**Texto de lectura:**
>>>>

Creo que su valor heurístico puede equipararse al de la famosa fotografía de David Burnett, quien retrató a una niña desnuda corriendo en una carretera luego de haber sido rociada con napalm, o la fotografía de Eddie Adams en que un sujeto está disparando directo a la cabeza de un prisionero con las manos atrás (suponemos que atadas). Ambas tuvieron un efecto devastador sobre la “popularidad” de la guerra de Vietnam y, sin duda, ayudaron en mucho a ponerle fin.
Pienso en otras fotografías que han tenido un enorme valor simbólico: la Muerte de un miliciano de Robert Capa, o las fotos –del mismo autor– del desembarco en Normandía. Igualmente, algunas filmaciones han dejado su huella en la historia. Es indudable que la filmación del asesinato despiadado del reportero norteamericano Bill Stewart en Nicaragua por parte de los militares somocistas contribuyó a cambiar la percepción que en Estados Unidos se tenía de dicho gobierno. Más recientemente pudimos ver, en una muy mala filmación de teléfono celular, la ejecución de Sadam Hussein, que causó tanto revuelo. Parece que hoy nada escapa a las cámaras (video y fotografía son cada vez más lo mismo y en los hechos ya están fusionados en una única tecnología relativamente barata).

<<<<

(Registros almacenados del conjunto de datos)
>>>>

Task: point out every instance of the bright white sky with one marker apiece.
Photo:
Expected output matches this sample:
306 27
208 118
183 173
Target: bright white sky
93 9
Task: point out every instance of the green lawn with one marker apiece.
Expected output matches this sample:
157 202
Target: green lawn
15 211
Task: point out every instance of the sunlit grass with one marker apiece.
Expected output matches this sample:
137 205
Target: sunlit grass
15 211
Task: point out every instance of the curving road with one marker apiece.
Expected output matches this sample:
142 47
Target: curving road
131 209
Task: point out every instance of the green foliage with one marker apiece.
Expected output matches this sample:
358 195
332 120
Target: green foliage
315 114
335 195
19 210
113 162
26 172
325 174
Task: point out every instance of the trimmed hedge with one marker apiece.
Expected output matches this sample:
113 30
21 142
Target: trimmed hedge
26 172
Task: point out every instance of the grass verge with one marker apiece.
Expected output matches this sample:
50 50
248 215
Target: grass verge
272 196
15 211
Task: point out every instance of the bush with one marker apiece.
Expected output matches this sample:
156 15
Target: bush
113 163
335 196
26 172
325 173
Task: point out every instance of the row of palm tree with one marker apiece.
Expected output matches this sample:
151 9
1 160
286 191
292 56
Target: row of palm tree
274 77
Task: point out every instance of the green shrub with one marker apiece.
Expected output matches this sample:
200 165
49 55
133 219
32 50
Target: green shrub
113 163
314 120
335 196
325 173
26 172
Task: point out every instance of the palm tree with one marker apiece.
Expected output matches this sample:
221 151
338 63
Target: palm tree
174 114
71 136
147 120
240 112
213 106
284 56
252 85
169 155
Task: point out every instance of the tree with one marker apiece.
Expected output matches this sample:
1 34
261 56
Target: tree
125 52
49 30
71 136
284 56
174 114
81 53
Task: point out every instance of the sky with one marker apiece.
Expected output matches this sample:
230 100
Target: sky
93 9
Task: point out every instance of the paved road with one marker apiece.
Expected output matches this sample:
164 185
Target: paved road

<<<<

**Tarea:** Transcribe el pasaje del texto sobre las fotografías de guerra desde "Creo que su" hasta "a ponerle fin.".

**Solución:**
Creo que su valor heurístico puede equipararse al de la famosa fotografía de David Burnett, quien retrató a una niña desnuda corriendo en una carretera luego de haber sido rociada con napalm, o la fotografía de Eddie Adams en que un sujeto está disparando directo a la cabeza de un prisionero con las manos atrás (suponemos que atadas). Ambas tuvieron un efecto devastador sobre la “popularidad” de la guerra de Vietnam y, sin duda, ayudaron en mucho a ponerle fin.